Heparin is classified as an anticoagulant, and routinely referred to as a blood thinner. Actually, it really doesn’t thin your blood.
Heparin is used to prevent clots or stop clot growth, but it doesn’t decrease the size of existing clots. It is used to treat or reduce the risk of certain blood vessel, heart and lung conditions, such as:
Heparin anticoagulant works faster than warfarin. Thus, it may only be used initially until warfarin kicks in.
Heparin is not a “blood thinning” pill you pop, but this anticoagulant is administered via a shot in one of your veins or under your skin. And you’ll likely bleed and bruise more easily while you’re on it.

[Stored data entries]
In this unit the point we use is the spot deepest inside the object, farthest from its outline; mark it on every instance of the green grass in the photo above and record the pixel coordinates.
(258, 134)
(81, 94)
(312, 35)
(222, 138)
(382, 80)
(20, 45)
---
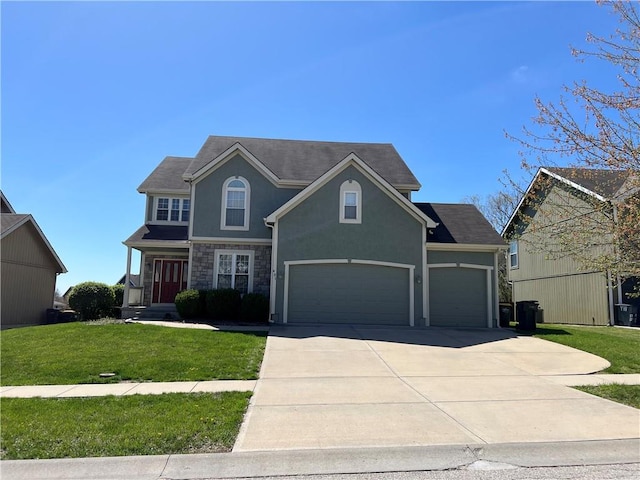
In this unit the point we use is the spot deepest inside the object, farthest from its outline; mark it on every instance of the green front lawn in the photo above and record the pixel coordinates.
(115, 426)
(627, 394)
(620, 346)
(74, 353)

- Task description -
From the heparin passage above, extract the text starting at "Heparin is classified" and ending at "warfarin kicks in.".

- Problem solution -
Heparin is classified as an anticoagulant, and routinely referred to as a blood thinner. Actually, it really doesn’t thin your blood.
Heparin is used to prevent clots or stop clot growth, but it doesn’t decrease the size of existing clots. It is used to treat or reduce the risk of certain blood vessel, heart and lung conditions, such as:
Heparin anticoagulant works faster than warfarin. Thus, it may only be used initially until warfarin kicks in.